-- Start of Material to process --

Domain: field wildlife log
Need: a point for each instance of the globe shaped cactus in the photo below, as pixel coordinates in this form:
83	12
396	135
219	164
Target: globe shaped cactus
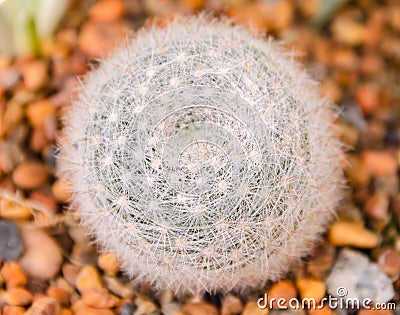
202	156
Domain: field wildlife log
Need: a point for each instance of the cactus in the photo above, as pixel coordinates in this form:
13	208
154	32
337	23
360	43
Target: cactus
203	156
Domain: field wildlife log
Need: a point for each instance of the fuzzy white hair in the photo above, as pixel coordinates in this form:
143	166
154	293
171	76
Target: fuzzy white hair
203	156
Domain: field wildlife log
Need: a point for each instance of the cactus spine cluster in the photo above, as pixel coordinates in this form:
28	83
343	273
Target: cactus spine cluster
202	156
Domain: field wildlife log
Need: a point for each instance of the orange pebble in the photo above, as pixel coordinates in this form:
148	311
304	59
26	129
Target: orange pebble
13	275
379	163
107	11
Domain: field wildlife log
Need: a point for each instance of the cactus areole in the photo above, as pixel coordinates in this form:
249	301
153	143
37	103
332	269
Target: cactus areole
202	155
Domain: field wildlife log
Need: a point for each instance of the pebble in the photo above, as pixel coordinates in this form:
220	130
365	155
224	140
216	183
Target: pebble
11	246
320	263
342	233
93	311
367	97
40	111
282	289
251	308
231	305
172	308
18	296
311	288
108	263
97	40
379	163
201	308
60	191
34	74
99	298
13	210
166	296
13	310
107	11
389	261
58	294
347	31
30	175
128	308
377	206
70	273
146	306
44	306
360	277
13	275
42	259
38	140
357	173
118	288
88	278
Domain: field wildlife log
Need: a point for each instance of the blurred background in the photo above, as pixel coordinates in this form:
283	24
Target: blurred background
48	263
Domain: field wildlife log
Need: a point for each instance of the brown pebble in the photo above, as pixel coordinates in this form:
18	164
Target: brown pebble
231	305
192	4
377	206
42	258
371	64
107	11
389	261
38	112
44	200
282	289
70	273
88	278
12	310
343	233
30	175
38	140
199	309
347	31
108	263
251	308
118	288
276	15
13	210
99	298
144	305
59	294
18	296
93	311
357	172
331	90
34	74
344	59
13	275
379	163
310	288
61	191
44	306
97	40
367	97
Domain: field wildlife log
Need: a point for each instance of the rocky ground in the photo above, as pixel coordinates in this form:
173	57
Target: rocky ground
47	263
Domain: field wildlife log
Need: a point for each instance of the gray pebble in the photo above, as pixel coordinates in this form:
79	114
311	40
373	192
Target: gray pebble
354	276
11	247
128	308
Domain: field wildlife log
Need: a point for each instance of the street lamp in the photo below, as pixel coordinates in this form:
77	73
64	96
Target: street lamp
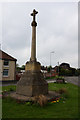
50	62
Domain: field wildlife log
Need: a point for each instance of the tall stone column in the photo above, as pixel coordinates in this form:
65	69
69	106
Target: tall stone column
32	82
33	47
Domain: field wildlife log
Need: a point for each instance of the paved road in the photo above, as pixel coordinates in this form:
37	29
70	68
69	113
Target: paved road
74	80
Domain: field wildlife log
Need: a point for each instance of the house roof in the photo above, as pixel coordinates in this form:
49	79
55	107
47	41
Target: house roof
5	56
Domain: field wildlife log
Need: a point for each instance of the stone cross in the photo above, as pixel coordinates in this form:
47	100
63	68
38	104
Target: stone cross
34	14
33	47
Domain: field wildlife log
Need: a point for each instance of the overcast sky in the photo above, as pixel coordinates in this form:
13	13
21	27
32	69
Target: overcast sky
57	30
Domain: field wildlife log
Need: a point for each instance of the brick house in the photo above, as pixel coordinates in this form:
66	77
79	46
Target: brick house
7	67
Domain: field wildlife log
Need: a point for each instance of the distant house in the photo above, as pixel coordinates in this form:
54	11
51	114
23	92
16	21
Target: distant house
65	65
7	67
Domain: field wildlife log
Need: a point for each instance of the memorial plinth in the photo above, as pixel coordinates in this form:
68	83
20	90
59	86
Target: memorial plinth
32	82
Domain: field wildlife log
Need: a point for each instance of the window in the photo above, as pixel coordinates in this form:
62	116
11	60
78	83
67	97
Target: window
6	63
5	72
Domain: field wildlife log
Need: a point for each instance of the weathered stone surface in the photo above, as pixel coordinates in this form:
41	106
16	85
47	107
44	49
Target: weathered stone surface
32	83
33	66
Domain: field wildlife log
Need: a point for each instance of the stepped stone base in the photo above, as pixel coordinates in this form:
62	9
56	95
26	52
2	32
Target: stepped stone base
32	83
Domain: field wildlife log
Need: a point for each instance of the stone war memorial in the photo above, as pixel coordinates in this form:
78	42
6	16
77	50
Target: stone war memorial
32	82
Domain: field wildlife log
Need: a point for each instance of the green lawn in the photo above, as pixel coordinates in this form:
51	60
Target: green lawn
67	109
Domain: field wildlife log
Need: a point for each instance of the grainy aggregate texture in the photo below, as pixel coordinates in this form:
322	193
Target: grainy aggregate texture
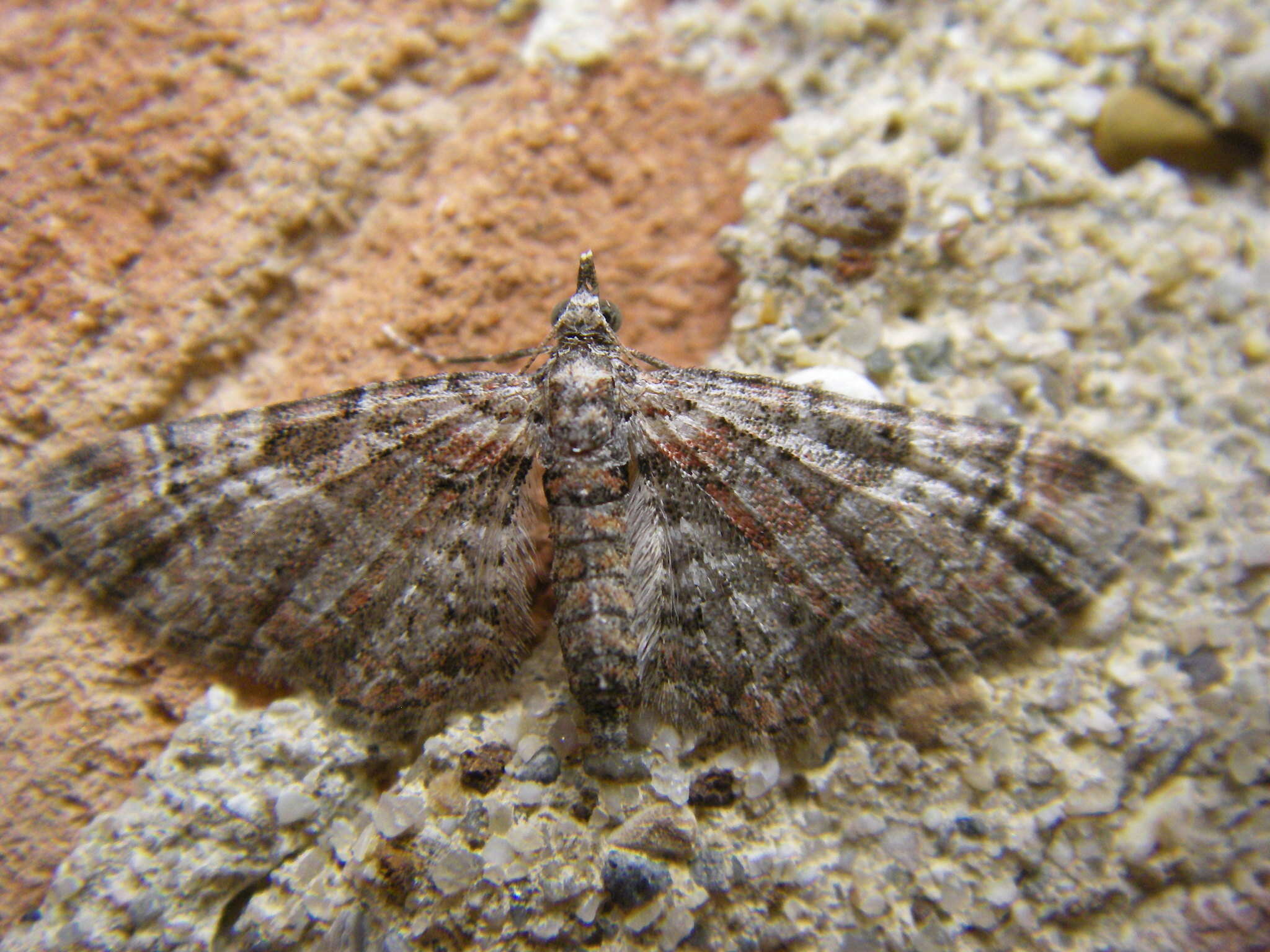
216	206
1114	798
741	558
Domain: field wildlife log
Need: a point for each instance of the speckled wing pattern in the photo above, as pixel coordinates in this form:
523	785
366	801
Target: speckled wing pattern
748	559
803	553
370	545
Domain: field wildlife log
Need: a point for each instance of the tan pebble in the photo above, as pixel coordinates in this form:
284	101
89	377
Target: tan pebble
1255	346
1137	123
659	831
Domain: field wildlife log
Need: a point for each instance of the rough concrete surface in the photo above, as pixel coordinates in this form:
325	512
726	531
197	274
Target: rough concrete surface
218	208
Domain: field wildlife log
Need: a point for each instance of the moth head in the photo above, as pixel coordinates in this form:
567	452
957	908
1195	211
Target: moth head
586	312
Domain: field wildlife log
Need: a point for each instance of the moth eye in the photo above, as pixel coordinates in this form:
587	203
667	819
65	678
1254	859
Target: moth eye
611	314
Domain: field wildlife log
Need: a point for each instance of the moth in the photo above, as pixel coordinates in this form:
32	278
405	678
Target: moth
744	558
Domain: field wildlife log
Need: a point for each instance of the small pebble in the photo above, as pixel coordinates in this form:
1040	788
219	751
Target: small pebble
544	767
714	787
1137	123
631	880
864	207
482	770
659	831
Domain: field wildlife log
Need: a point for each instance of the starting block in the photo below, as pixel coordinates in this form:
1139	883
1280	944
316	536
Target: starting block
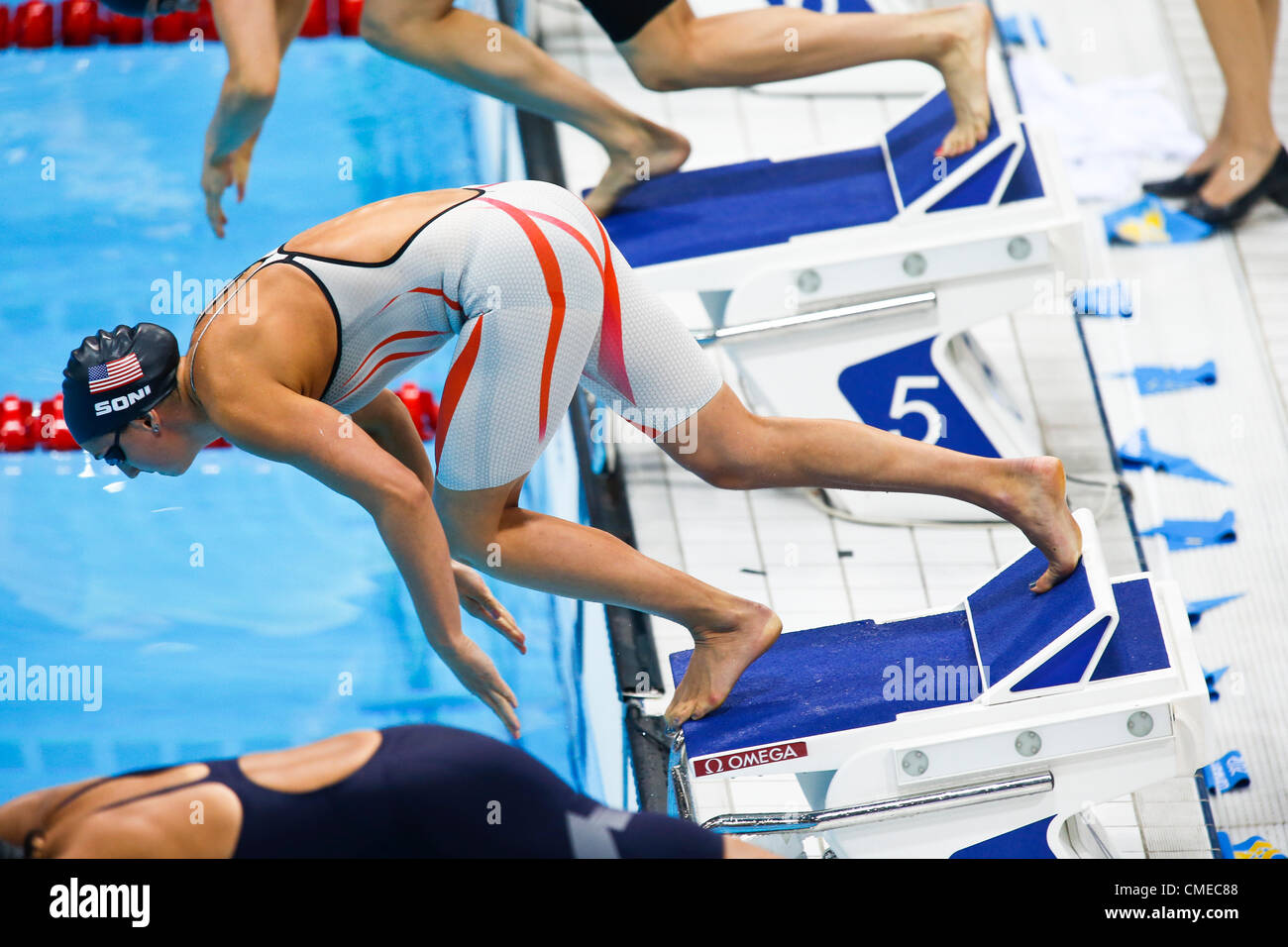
851	285
980	731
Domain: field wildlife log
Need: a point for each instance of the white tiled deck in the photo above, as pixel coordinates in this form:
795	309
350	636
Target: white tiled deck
1227	298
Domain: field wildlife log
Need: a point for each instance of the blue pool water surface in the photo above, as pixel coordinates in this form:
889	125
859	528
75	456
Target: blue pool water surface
241	605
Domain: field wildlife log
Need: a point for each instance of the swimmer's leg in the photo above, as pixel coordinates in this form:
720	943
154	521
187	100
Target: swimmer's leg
679	51
494	59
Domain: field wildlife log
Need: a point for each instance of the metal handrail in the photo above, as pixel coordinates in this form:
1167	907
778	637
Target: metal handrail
827	317
846	815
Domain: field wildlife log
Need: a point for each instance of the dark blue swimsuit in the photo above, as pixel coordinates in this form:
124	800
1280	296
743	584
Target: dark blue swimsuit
439	792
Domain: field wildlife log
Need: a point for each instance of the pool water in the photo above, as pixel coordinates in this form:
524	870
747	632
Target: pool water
243	605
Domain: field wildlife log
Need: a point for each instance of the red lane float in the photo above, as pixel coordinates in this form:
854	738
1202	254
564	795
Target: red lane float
17	432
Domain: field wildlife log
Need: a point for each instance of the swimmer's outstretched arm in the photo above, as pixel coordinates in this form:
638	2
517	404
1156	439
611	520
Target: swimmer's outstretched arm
256	34
273	421
385	419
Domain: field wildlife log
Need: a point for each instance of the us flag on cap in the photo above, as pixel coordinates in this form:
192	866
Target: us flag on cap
114	373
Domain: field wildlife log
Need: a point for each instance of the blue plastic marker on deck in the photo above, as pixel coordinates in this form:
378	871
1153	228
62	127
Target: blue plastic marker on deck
1211	680
1108	298
1140	454
1228	774
1196	608
1192	534
1153	379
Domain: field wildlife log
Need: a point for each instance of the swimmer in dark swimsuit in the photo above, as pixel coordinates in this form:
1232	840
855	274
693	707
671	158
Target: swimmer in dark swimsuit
292	361
664	43
417	791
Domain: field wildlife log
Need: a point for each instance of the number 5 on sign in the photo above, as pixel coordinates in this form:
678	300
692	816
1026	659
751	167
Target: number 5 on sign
902	407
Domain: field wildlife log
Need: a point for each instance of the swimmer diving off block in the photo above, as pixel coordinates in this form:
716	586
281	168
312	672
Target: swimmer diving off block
291	363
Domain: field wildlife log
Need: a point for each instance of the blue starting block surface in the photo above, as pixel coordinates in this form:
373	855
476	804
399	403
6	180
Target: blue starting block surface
832	680
1013	624
763	202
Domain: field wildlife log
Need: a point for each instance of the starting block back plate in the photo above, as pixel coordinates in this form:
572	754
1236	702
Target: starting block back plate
831	680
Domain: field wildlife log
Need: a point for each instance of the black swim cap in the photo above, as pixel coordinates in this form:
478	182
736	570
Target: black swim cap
117	376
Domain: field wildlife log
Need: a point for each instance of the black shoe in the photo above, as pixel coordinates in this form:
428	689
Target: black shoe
1181	185
1274	185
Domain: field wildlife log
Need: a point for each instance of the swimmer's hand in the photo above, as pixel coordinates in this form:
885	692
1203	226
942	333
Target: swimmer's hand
478	600
217	176
476	671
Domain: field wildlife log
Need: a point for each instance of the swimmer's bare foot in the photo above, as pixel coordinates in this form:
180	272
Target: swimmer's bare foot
964	65
720	655
1031	496
651	153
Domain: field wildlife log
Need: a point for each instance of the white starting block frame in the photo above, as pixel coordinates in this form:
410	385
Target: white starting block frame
885	311
1006	774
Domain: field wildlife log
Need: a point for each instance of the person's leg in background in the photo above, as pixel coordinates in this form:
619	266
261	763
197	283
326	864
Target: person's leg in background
1243	35
681	51
492	58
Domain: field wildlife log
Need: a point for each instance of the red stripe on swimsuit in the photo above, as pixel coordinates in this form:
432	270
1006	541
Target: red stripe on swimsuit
455	385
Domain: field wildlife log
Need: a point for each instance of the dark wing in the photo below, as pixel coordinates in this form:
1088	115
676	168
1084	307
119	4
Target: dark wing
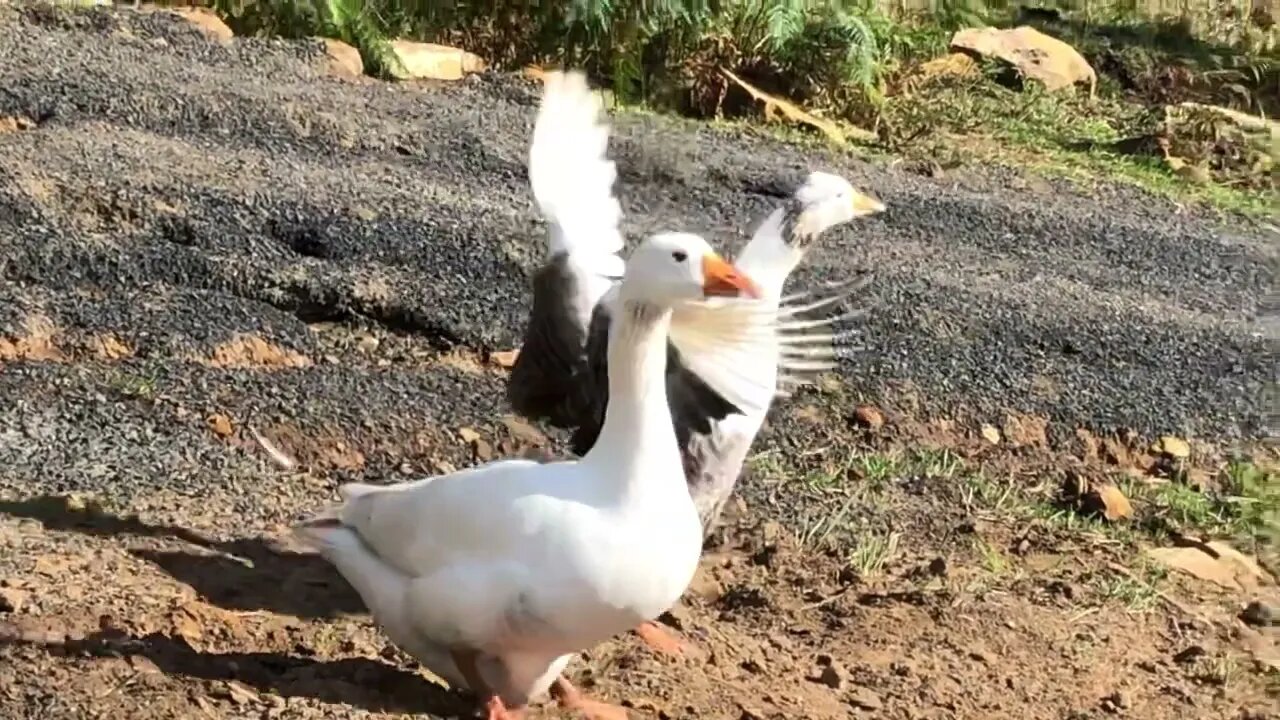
694	406
549	379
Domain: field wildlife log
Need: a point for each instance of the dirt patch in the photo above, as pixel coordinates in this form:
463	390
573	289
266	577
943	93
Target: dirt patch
252	351
119	607
10	123
110	347
37	342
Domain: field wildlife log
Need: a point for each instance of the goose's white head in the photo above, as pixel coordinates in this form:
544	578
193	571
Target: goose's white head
826	200
670	268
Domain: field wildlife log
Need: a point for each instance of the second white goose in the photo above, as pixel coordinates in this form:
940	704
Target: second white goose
494	575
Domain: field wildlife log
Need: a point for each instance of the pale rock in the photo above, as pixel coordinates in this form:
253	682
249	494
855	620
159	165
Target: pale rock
343	59
426	60
206	21
1036	55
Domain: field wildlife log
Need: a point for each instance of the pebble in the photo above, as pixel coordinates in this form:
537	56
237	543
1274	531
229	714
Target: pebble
1260	614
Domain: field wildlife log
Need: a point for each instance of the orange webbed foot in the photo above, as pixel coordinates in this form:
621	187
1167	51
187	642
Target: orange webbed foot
496	710
571	698
659	639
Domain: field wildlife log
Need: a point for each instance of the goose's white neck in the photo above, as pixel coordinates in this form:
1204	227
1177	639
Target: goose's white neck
638	438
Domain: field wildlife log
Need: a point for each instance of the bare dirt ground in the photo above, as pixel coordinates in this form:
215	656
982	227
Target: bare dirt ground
201	242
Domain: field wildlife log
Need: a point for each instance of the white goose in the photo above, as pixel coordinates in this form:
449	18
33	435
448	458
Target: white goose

-- End of Material to process --

▶ **Challenge**:
How many lines in the material above contain the word "blue", counting only matches with the same capitalization? Reply with the number alone.

▶ **In response**:
8